What the exercise asks. Below are the records; reproduce all of them exactly but without any images.
##### Available data
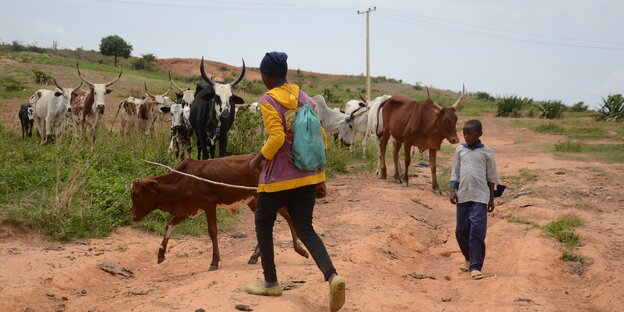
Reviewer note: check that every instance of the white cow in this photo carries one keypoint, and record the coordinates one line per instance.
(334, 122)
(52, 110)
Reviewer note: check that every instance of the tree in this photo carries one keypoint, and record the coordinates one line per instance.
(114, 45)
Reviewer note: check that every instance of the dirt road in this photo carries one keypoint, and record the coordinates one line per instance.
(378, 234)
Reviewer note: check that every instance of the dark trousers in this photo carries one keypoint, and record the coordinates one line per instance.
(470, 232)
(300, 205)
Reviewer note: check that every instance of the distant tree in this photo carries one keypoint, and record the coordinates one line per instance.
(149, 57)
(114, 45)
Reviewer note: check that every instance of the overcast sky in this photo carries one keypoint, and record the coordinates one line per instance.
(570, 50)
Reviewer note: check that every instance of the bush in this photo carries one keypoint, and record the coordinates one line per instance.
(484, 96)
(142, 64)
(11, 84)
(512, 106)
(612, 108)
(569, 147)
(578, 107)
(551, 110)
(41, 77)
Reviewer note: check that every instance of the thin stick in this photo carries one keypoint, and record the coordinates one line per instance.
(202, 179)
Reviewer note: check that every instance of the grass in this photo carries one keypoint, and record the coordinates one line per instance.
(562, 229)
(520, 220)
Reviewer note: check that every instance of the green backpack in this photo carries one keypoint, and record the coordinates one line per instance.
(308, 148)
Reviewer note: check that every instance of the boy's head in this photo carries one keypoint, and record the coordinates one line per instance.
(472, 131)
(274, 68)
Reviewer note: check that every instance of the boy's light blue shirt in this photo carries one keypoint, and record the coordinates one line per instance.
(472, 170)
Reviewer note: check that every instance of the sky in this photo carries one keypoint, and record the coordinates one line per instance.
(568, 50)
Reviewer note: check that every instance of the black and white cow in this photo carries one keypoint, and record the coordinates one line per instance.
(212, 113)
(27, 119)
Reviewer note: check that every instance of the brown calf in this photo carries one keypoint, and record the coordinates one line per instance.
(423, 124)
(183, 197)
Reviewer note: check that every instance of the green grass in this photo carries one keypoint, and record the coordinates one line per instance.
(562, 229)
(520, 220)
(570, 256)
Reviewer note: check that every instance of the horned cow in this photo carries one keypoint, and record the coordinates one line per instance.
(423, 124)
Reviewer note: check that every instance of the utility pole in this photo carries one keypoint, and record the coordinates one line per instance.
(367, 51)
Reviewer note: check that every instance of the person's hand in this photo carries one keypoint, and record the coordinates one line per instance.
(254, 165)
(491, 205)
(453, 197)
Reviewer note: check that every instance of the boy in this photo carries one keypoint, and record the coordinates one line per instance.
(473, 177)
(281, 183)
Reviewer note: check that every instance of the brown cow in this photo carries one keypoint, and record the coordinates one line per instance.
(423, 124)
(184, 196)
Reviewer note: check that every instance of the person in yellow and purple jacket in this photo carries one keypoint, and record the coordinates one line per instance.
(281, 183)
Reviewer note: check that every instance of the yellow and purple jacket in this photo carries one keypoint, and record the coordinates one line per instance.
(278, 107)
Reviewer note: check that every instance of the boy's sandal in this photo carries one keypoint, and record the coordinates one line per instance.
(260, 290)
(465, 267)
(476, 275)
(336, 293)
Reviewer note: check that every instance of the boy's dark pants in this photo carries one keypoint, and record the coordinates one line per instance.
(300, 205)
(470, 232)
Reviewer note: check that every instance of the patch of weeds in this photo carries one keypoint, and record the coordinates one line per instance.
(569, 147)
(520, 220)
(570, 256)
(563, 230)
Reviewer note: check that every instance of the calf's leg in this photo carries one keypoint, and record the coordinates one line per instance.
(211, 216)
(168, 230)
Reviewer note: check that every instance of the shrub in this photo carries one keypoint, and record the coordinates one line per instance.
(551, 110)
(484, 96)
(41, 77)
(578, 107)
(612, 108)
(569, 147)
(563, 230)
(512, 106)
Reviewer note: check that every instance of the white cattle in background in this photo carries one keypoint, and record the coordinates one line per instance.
##########
Answer for this exercise.
Reviewer note: check that every instance of the white cow in this photo carries one keypoint, and record the coordinates one line per instance.
(334, 122)
(52, 110)
Reviewer note: check that every instance of the tree in this photo carries one keypoint, and record the coordinates one line per instance.
(114, 45)
Reviewer note: check that every instance of the dirt road in this photo carries one keypoint, and record the coordinates one line per instance.
(378, 234)
Reviewer note: check that every instance of the dark trousers in this photo carries one keypoint, and record the coordinates one line per instance.
(470, 232)
(300, 205)
Reviewer note: check that every instance of the distant tree in this photo carries one keypoint, and record the coordinates one line per instance.
(149, 57)
(114, 45)
Reviewer note: check that every instance of the overcast sky in this photo carries one keypoint, and record the coordinates one line per instance.
(570, 50)
Reviewer note: check that every instance of the bush in this photo carries one keypoint, and record the coordinates one line per instance.
(484, 96)
(142, 64)
(11, 84)
(512, 106)
(612, 108)
(569, 147)
(578, 107)
(551, 110)
(41, 77)
Reviewer note: check that every instance of the thin stick in this photo carries one keypoint, and record the coordinates one line per instance.
(202, 179)
Reviewer note: check that every instance of the grass in this photo carries one keypoint, and record the coordinates one line per instance.
(562, 229)
(520, 220)
Reviewer note: check that every instance of the green backpack in this photo carries one keypoint, and record the coordinates one line per instance.
(308, 148)
Reviewer note: check that every instance of the boy's head in this photo carries one keypoint, and record the coordinates one line per instance.
(472, 131)
(274, 68)
Reviewer note: check that every instance of the boy's light blue shirt in this photo carries one keypoint, and record the coordinates one line per instance.
(472, 170)
Reviewer note: check that every instance of the sky in this photo carries one keypoint, and record the coordinates one line per instance.
(568, 50)
Reviewer note: check that every instance of the black and white cow in this photo carries one keypoint, and record the coordinates one line per instance.
(212, 113)
(27, 119)
Reviewer note: check that every instance of the brown calf in this photo carries one keypoint, and record the coordinates one line per instance.
(423, 124)
(183, 197)
Reviewer note: check that every instance of the green grass in this photo carries one keypoint, and record the coordinates one line per instance.
(562, 229)
(520, 220)
(570, 256)
Reviewer note: check that every instance of the horned cow in this photo carries one keypoint, and record the coordinates one line per instance.
(423, 124)
Reviewer note: check that every instance of the utility pole in this photo carries one keypoint, and record the coordinates one line per instance.
(367, 51)
Reviewer note: check that every instance of the person's hand in this photo carries one keypoint, and record the coordinates one line per instance.
(254, 165)
(491, 205)
(453, 197)
Reviewer note: check that every instance of the boy in this photo carries one keypoint, and record the coordinates one line per instance.
(473, 177)
(281, 183)
Reviewer note: check that every instance of the brown cow in this photo carries one keypoint, and record the coordinates one line per instance.
(423, 124)
(184, 196)
Reviewer note: check that every instance of the person in yellow and purple jacket in this photo carries one keypoint, and record the coordinates one line per instance.
(281, 183)
Reviewer note: check that every instance of the yellow and purple jacket in this photo carries one keypoint, and record the coordinates one line per instance.
(278, 107)
Reviewer note: check that every instance of the boy's sandal in this photo carries one keypoint, and record the coordinates one line per instance.
(260, 290)
(465, 267)
(476, 275)
(336, 293)
Reviewer note: check that every instance of the boy's dark pants in this photo carries one keypoint, and record the coordinates one line per instance.
(300, 205)
(470, 232)
Reviewer note: check that every instance of the patch of weeds in this photo carries one keypoint, and record the coordinates one line per instance.
(569, 147)
(520, 220)
(570, 256)
(563, 230)
Reviewer note: check that every instance of the calf's leg in this photo carries one keypoint, and record the coordinates one line per instance.
(211, 216)
(168, 230)
Reviewer note: check that every instance of the shrub in this photo carries one keypoint, and record the coordinates one line per instance.
(551, 110)
(484, 96)
(41, 77)
(578, 107)
(612, 108)
(569, 147)
(563, 230)
(512, 106)
Reviewer note: check that every instance of the white cattle in background in this photo carries one keypoint, and record the coordinates one line per instance.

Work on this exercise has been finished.